§ **EXERCISE OBJECTIVE**: Your copy should match the entries below exactly, apart from the images.

§ **DATA FOR THIS TASK**:
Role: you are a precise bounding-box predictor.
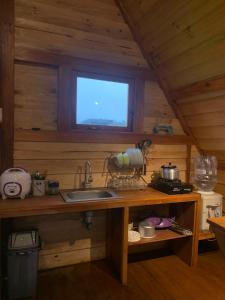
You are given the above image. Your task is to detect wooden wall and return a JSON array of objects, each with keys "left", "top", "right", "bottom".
[
  {"left": 174, "top": 78, "right": 225, "bottom": 209},
  {"left": 13, "top": 0, "right": 188, "bottom": 270},
  {"left": 118, "top": 0, "right": 225, "bottom": 208},
  {"left": 14, "top": 63, "right": 187, "bottom": 270},
  {"left": 15, "top": 0, "right": 148, "bottom": 67},
  {"left": 14, "top": 63, "right": 185, "bottom": 190}
]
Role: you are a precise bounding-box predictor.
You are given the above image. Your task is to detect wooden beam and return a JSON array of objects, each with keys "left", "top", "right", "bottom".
[
  {"left": 115, "top": 0, "right": 200, "bottom": 150},
  {"left": 14, "top": 129, "right": 193, "bottom": 145},
  {"left": 0, "top": 0, "right": 14, "bottom": 172}
]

§ **YOUR RESPONSE**:
Role: you are a precise bounding-box predictor.
You are given the above image. Your task is to detect wooden wall and return a JSON array of objects, each with keys "left", "top", "right", "bottom".
[
  {"left": 174, "top": 78, "right": 225, "bottom": 209},
  {"left": 13, "top": 0, "right": 188, "bottom": 270},
  {"left": 118, "top": 0, "right": 225, "bottom": 208},
  {"left": 14, "top": 63, "right": 187, "bottom": 270},
  {"left": 15, "top": 0, "right": 148, "bottom": 67},
  {"left": 14, "top": 63, "right": 185, "bottom": 190}
]
Role: you are a precise bounding-box predictor.
You are given the above image. Your task is to detect wooden beam and return a JSON array of objects, each with keys "left", "top", "right", "bottom".
[
  {"left": 115, "top": 0, "right": 200, "bottom": 150},
  {"left": 14, "top": 129, "right": 193, "bottom": 145},
  {"left": 0, "top": 0, "right": 14, "bottom": 172}
]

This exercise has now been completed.